LISTED RECORDS:
****************************************

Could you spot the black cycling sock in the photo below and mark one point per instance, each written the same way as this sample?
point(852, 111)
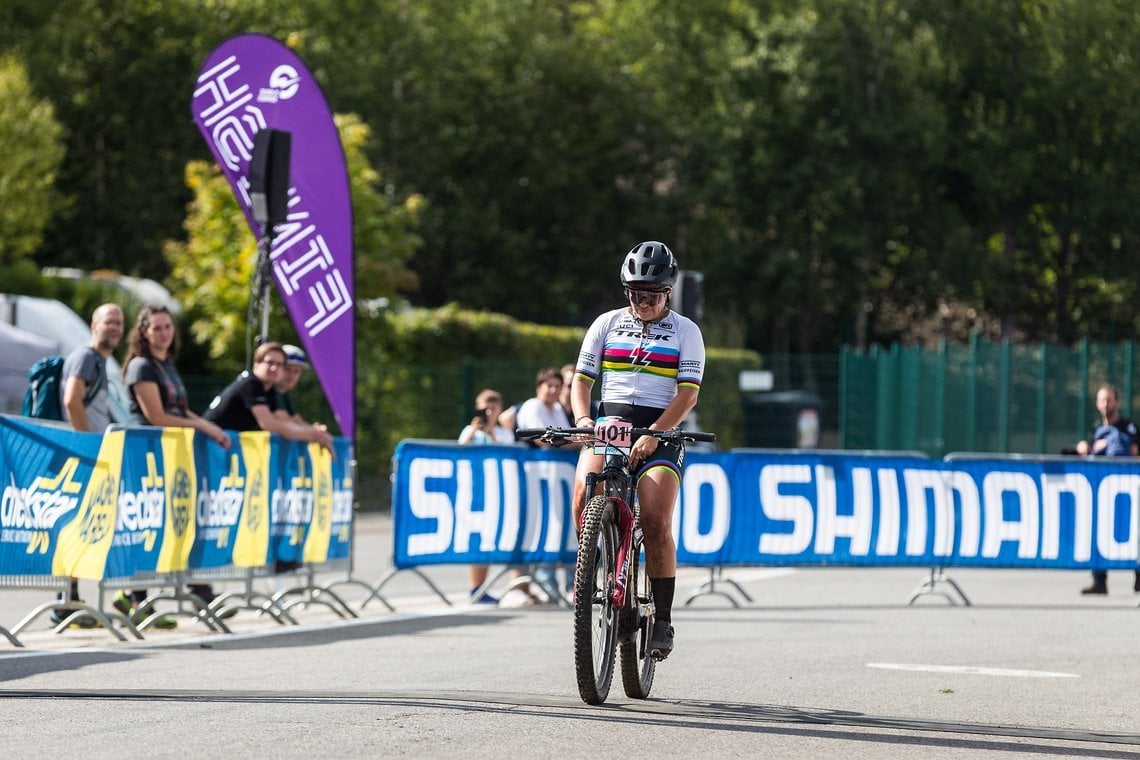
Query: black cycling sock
point(662, 597)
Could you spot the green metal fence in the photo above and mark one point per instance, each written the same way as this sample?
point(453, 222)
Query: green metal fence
point(983, 397)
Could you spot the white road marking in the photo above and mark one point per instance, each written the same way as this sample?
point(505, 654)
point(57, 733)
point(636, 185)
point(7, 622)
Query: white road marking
point(971, 670)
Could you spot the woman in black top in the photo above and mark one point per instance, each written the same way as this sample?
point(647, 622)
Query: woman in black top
point(157, 393)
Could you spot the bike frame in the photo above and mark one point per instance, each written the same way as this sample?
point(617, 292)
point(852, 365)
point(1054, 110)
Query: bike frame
point(620, 488)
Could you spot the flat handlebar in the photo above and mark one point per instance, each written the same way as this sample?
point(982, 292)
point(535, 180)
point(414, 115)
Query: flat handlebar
point(555, 433)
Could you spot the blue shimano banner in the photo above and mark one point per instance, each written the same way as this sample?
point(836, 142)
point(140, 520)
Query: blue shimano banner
point(456, 504)
point(148, 499)
point(45, 472)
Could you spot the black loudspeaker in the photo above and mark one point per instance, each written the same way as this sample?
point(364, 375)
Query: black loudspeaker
point(689, 295)
point(269, 176)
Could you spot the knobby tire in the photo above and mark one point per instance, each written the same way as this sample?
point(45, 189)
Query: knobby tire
point(594, 618)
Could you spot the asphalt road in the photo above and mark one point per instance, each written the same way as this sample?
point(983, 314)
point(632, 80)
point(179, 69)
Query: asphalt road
point(824, 662)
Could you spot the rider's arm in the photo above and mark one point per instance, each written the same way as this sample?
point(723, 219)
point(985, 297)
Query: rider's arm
point(579, 398)
point(678, 408)
point(73, 400)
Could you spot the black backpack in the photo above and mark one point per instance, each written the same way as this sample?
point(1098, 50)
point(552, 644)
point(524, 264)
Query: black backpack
point(45, 378)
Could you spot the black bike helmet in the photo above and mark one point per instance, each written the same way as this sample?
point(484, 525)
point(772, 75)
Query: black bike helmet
point(650, 266)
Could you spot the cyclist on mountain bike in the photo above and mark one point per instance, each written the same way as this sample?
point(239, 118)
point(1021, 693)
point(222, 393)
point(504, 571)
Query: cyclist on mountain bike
point(651, 361)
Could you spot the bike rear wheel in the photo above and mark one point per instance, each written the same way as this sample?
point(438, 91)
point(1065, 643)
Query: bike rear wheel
point(637, 668)
point(595, 630)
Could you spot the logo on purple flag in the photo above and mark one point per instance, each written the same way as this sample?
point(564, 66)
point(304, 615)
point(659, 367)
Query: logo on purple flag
point(252, 82)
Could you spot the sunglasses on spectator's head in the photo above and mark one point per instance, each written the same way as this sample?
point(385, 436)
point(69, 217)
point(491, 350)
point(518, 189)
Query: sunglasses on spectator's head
point(645, 297)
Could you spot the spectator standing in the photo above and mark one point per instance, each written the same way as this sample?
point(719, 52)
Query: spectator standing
point(483, 428)
point(159, 398)
point(545, 410)
point(1115, 436)
point(83, 397)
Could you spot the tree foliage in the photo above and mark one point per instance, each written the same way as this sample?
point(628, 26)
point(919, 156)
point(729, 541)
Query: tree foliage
point(32, 141)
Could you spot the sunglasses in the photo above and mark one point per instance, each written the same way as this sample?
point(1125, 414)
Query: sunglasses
point(645, 297)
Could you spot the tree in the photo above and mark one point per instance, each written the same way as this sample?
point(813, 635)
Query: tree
point(32, 154)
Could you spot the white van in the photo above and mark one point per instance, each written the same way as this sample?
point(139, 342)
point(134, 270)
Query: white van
point(65, 331)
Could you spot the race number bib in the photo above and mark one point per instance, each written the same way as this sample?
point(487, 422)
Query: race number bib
point(612, 433)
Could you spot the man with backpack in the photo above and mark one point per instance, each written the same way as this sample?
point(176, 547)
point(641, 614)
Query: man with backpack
point(83, 382)
point(83, 393)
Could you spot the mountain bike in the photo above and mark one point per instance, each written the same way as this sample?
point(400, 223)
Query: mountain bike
point(613, 598)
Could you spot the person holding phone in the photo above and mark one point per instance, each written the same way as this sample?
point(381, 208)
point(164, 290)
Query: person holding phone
point(485, 428)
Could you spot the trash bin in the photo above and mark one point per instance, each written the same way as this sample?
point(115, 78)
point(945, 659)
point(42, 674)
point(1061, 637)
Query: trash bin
point(782, 419)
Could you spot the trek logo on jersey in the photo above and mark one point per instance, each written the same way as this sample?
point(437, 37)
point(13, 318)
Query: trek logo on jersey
point(146, 507)
point(181, 507)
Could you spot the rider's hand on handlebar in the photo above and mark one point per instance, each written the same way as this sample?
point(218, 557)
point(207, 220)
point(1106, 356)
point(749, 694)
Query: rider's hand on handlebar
point(643, 449)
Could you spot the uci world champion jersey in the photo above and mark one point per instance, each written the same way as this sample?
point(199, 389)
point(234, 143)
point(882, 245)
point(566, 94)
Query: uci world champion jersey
point(642, 364)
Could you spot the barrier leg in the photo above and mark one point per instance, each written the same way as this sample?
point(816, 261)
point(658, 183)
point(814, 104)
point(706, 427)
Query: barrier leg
point(78, 610)
point(709, 588)
point(930, 587)
point(7, 634)
point(374, 591)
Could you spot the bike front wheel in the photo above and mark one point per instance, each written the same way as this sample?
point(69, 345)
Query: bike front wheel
point(637, 668)
point(595, 628)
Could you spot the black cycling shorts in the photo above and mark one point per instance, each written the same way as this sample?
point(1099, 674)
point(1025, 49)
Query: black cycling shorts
point(668, 454)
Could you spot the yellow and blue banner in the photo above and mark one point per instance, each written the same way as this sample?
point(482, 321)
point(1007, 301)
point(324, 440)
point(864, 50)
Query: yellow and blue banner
point(504, 504)
point(151, 499)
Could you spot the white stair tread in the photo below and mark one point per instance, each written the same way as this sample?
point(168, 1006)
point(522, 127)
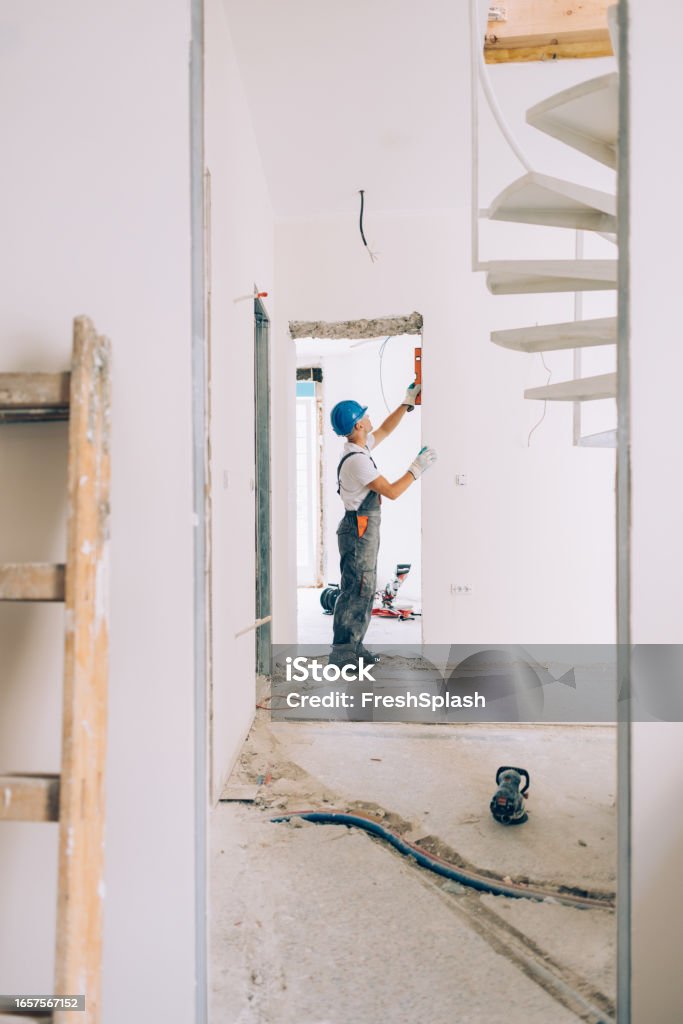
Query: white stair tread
point(538, 199)
point(527, 275)
point(582, 389)
point(547, 337)
point(606, 438)
point(585, 117)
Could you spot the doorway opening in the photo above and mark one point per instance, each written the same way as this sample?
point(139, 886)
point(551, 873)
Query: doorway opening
point(375, 372)
point(262, 497)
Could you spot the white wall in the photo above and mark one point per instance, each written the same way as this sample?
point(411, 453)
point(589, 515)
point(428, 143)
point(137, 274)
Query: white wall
point(96, 220)
point(532, 532)
point(656, 227)
point(241, 258)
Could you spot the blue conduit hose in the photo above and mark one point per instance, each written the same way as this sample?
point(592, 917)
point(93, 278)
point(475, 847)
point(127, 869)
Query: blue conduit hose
point(442, 867)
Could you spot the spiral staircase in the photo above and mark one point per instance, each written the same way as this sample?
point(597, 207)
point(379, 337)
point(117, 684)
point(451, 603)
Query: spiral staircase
point(584, 118)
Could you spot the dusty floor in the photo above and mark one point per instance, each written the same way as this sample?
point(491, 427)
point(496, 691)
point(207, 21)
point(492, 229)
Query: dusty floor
point(314, 627)
point(326, 925)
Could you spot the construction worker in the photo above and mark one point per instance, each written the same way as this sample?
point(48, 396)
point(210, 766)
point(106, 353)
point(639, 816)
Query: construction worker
point(361, 487)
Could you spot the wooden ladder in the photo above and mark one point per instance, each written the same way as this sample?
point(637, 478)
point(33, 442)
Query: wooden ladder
point(76, 797)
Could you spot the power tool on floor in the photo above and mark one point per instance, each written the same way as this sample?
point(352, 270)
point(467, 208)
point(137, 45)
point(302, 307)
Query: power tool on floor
point(384, 606)
point(507, 804)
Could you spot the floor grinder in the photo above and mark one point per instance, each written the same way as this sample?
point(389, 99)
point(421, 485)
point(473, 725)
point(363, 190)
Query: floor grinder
point(507, 804)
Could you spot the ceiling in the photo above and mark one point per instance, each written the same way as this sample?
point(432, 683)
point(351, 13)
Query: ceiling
point(369, 94)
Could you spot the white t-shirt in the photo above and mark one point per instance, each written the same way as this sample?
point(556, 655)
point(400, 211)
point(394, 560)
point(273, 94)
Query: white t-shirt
point(356, 473)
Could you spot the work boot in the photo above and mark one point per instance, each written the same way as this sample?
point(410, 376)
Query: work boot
point(343, 655)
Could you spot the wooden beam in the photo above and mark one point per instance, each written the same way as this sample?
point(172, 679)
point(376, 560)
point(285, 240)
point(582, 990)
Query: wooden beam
point(29, 798)
point(548, 30)
point(32, 582)
point(81, 887)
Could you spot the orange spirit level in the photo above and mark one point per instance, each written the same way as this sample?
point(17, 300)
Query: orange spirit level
point(418, 373)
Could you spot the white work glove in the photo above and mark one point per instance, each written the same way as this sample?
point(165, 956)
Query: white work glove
point(411, 395)
point(422, 461)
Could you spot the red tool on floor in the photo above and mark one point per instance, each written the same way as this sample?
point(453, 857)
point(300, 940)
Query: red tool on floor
point(385, 606)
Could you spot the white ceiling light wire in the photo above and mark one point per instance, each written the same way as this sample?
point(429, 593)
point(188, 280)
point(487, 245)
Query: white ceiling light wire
point(545, 404)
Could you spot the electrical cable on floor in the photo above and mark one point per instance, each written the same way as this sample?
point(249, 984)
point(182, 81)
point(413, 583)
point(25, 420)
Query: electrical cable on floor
point(545, 404)
point(373, 256)
point(439, 866)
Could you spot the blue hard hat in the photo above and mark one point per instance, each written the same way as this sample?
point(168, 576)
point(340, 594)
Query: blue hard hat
point(345, 415)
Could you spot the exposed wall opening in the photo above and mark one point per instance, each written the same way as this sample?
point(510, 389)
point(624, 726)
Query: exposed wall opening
point(262, 451)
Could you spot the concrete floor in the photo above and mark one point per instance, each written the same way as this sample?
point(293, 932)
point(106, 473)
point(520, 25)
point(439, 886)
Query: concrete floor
point(314, 627)
point(325, 925)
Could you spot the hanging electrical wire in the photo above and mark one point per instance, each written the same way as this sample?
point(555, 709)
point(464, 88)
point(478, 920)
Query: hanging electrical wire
point(373, 256)
point(381, 354)
point(545, 404)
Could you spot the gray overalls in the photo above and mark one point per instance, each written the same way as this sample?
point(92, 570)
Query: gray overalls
point(358, 538)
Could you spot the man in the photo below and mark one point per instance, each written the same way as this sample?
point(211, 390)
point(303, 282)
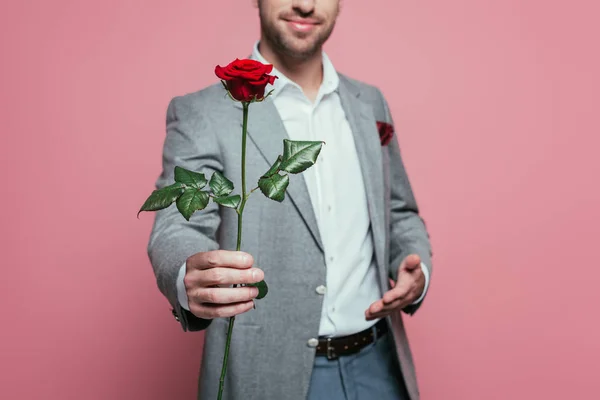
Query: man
point(331, 325)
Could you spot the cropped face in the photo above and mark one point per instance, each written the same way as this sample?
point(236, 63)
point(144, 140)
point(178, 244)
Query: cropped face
point(297, 28)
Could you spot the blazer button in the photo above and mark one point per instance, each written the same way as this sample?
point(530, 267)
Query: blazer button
point(321, 289)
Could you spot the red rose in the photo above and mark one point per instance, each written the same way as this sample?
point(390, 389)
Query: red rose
point(246, 79)
point(386, 132)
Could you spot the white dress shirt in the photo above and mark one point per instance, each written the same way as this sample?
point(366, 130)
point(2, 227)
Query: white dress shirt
point(337, 193)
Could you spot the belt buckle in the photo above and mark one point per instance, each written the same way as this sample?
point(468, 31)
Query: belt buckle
point(331, 351)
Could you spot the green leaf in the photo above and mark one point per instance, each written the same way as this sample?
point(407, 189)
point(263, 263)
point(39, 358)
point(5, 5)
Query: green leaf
point(190, 178)
point(263, 289)
point(162, 198)
point(273, 168)
point(299, 155)
point(191, 201)
point(229, 201)
point(274, 186)
point(220, 185)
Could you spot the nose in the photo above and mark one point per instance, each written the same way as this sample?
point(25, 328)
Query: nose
point(304, 7)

****************************************

WORK TO COMPLETE: Filter the listing for the word "below" and copy each line that has it.

ANSWER TO THIS PROBLEM:
Could you spot the black cycling sock in the photo below and mark one point per instance, each written the same way as this sample?
Could you spot the white stair tread in the photo below and mark one point per instance, each written the same way as this sample?
Could you spot the man in the photo below and mark one point per instance, each written the same way as this sample?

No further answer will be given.